- [Document passage]:
When Jonathan Pogash sent out an invite letting people know that Count Niccolo Branca of the Distillerie Fratelli Branca would be attending a USBGNY mixer, I had to attend, because you know what? Everyone's life needs a little Merchant-Ivory touch to it.
Well, that's part of the truth. It actually had a lot to do with the fact that while I was aware of Fernet-Branca as a product, I felt like I didn't really know it beyond the cursory knowledge that a) it was an amaro, and b) it tastes bitter when I put some in my mouth. Oh, and c)in San Francisco people drink it like it's going out of style.
When I arrived at the World Bar, I grabbed a Brandy Branca, one of the drinks being made for the special occasion (brandy, Fernet-Branca, lime juice, 10-year tawny port, simple syrup) and it looked like of the people in attendance also were there for a chance to learn.
"Yea, I kind of realized, I don't really know Fernet...besides what I've Googled previously," I confessed to Nicholas Jarrett of APO in Philadelphia. He was armed with a notebook and ready to take notes.

- [Stored data]:
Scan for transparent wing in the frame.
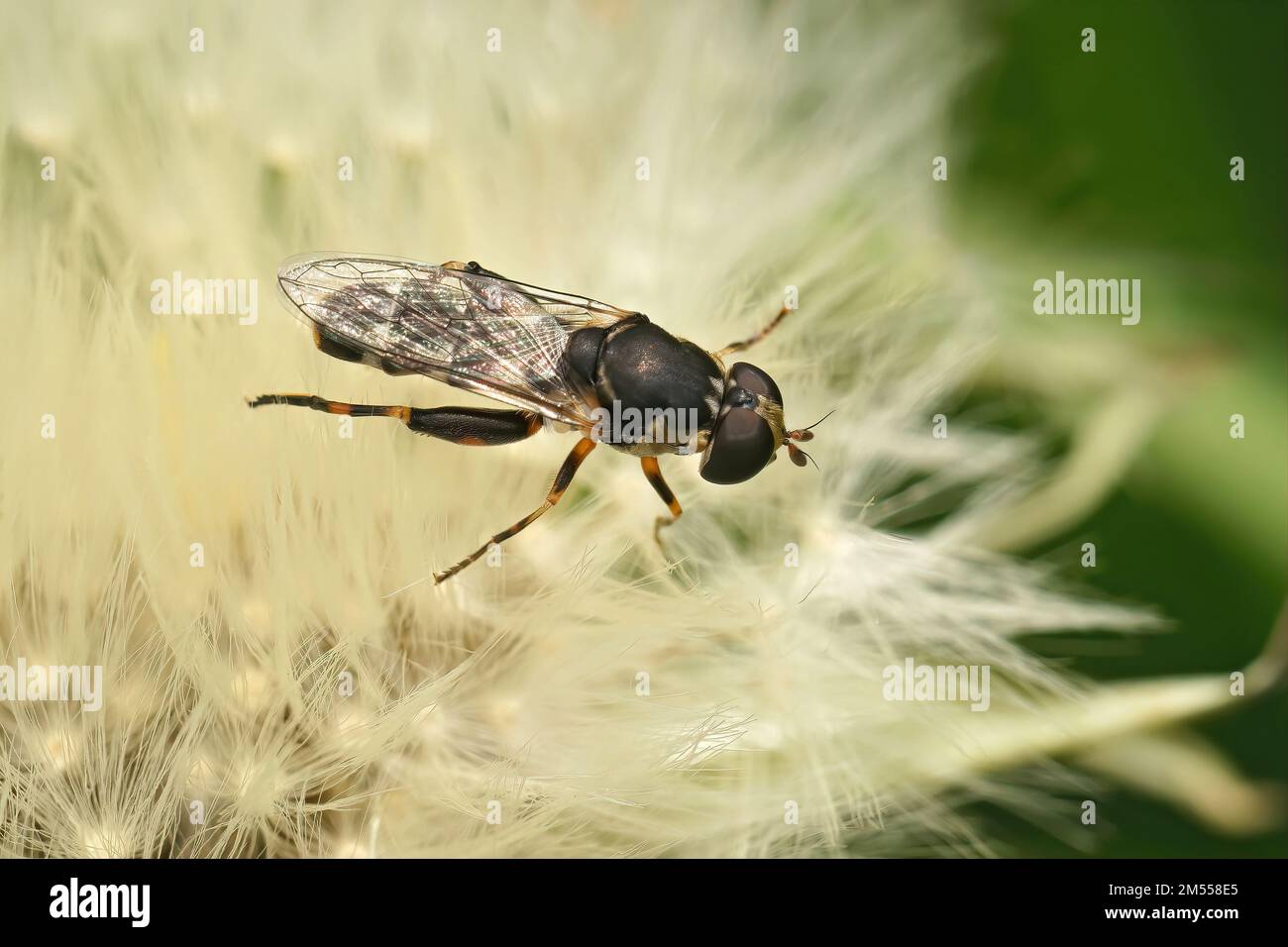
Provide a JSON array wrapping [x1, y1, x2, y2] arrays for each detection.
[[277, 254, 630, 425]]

--

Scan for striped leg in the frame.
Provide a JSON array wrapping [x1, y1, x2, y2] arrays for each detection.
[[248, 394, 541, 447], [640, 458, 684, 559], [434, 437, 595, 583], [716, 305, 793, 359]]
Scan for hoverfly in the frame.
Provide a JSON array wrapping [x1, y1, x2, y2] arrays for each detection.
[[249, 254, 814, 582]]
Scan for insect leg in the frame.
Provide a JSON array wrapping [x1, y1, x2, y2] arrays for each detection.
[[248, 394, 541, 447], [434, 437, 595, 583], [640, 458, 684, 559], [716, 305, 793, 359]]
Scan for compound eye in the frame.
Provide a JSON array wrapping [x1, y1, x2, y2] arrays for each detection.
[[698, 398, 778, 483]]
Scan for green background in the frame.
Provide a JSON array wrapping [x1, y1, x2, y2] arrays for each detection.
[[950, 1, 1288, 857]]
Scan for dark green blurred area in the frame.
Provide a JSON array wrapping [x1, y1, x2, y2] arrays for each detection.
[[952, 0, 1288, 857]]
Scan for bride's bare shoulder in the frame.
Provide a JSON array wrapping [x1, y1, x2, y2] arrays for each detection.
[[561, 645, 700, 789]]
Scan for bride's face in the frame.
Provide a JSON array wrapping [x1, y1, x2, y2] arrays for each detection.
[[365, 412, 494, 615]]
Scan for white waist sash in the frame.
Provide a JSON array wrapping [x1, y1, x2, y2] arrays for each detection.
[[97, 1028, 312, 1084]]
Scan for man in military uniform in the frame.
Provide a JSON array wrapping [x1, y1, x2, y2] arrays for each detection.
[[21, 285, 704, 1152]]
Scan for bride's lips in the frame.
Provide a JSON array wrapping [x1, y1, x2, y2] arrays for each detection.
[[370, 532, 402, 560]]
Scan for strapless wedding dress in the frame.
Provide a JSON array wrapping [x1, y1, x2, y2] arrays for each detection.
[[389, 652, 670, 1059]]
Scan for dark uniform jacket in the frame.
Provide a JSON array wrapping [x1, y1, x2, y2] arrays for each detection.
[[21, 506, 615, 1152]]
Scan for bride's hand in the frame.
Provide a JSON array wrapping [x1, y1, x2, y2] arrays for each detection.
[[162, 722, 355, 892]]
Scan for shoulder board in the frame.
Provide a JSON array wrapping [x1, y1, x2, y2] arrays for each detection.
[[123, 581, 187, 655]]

- [To do]: List every ingredient the Fernet-Branca passage above gives for the Brandy Branca.

- [Result]:
- brandy
- Fernet-Branca
- lime juice
- 10-year tawny port
- simple syrup